> Source excerpt
Type Purpose Example
Data Source Connect to external data backends Prometheus, MySQL, Elasticsearch
Panel Custom visualization types Time series, Stat, Geomap, Flame graph
App Bundles of datasources + panels + pages Grafana Incident, Grafana OnCall
Renderer Server-side image/PDF rendering grafana-image-renderer

Plugin Lifecycle

  1. Discovery — Grafana scans the plugin directory on startup
  2. Bootstrap — reads plugin.json metadata (ID, type, dependencies)
  3. Validation — checks plugin signature (signed/unsigned/private)
  4. Initialization — loads frontend (React) and backend (Go via gRPC subprocess)

> Recorded data
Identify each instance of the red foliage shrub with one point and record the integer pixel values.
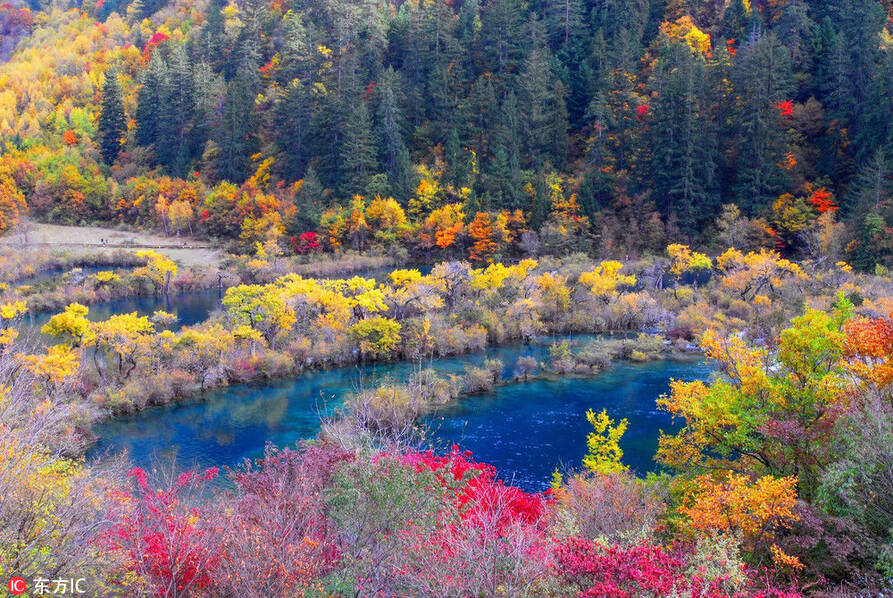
(161, 535)
(786, 109)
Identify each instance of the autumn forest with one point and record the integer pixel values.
(268, 268)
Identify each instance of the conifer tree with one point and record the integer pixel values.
(112, 123)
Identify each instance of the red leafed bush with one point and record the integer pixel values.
(786, 109)
(274, 539)
(480, 488)
(161, 535)
(599, 571)
(305, 242)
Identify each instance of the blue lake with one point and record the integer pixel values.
(524, 429)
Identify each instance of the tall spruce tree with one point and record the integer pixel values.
(112, 122)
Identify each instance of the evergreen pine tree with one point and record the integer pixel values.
(112, 122)
(150, 102)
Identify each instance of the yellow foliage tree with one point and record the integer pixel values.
(603, 444)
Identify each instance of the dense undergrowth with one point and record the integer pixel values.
(778, 482)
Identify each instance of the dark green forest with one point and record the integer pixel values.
(655, 117)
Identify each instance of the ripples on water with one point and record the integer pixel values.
(526, 430)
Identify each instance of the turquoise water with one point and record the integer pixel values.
(524, 429)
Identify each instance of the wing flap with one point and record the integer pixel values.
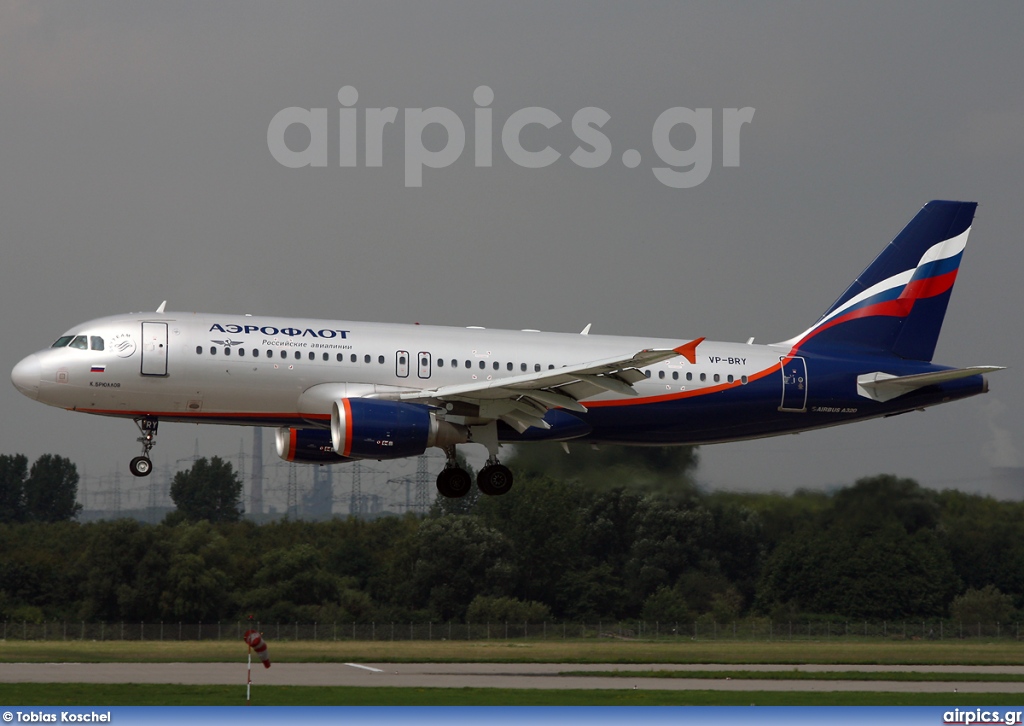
(562, 387)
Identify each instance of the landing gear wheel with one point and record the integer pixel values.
(495, 479)
(454, 482)
(140, 466)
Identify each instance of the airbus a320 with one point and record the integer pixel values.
(339, 390)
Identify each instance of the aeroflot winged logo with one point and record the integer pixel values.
(123, 345)
(290, 332)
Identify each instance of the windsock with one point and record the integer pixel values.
(255, 642)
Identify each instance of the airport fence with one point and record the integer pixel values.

> Problems and tasks
1 > Answer from the Grafana plugin excerpt:
(a) Which plugin type handles server-side image/PDF rendering?
(b) What file does Grafana read in the Bootstrap step?
(c) In the Initialization step, what is the backend written in, and how is it run?
2 > Print the part of the Grafana plugin excerpt that opens with the words containing "Type Purpose Example" and closes with "(ID, type, dependencies)".

> Solutions below
1 >
(a) Renderer
(b) plugin.json
(c) Go, run as a gRPC subprocess

2 >
Type Purpose Example
Data Source Connect to external data backends Prometheus, MySQL, Elasticsearch
Panel Custom visualization types Time series, Stat, Geomap, Flame graph
App Bundles of datasources + panels + pages Grafana Incident, Grafana OnCall
Renderer Server-side image/PDF rendering grafana-image-renderer

Plugin Lifecycle

  1. Discovery — Grafana scans the plugin directory on startup
  2. Bootstrap — reads plugin.json metadata (ID, type, dependencies)